■ **TASK**
Tell how many lines below include the word "above". Only the number should appear.

Data records

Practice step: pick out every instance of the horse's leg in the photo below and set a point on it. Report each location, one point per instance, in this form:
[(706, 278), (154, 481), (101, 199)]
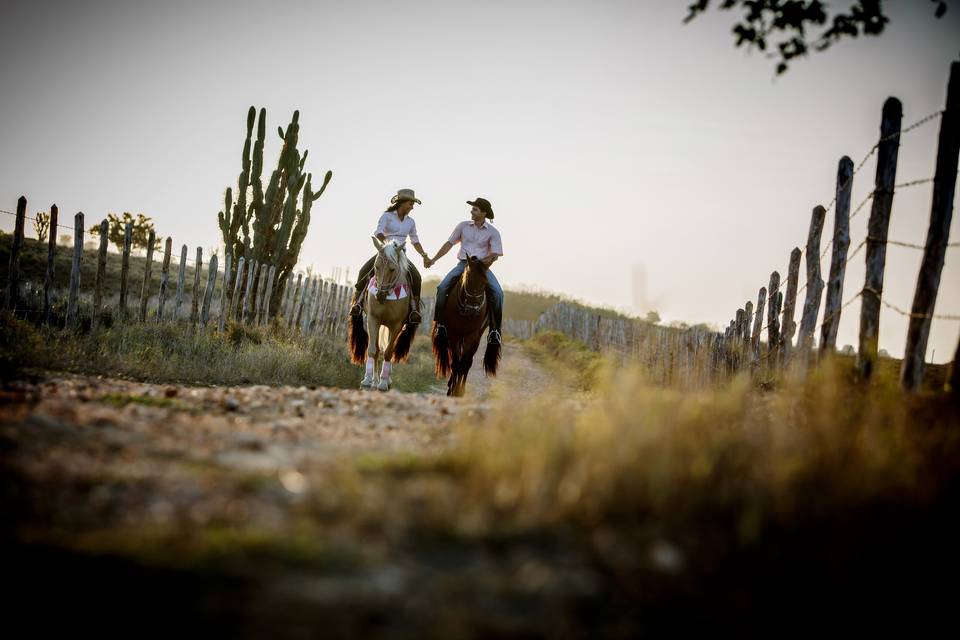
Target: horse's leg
[(386, 368), (373, 346), (453, 384), (469, 351)]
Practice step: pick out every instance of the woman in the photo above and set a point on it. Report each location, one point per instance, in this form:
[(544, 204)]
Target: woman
[(395, 224)]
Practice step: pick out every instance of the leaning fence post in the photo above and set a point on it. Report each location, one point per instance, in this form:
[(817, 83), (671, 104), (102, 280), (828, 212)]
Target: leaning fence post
[(195, 297), (208, 292), (13, 274), (789, 326), (251, 274), (164, 278), (877, 236), (101, 273), (221, 322), (147, 268), (237, 283), (941, 213), (291, 316), (838, 262), (773, 319), (811, 303), (51, 253), (954, 380), (125, 269), (758, 323), (262, 289), (73, 299), (271, 274), (181, 278)]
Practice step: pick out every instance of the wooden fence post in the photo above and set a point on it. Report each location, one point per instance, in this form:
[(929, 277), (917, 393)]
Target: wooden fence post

■ **ANSWER TO THIS EXERCISE**
3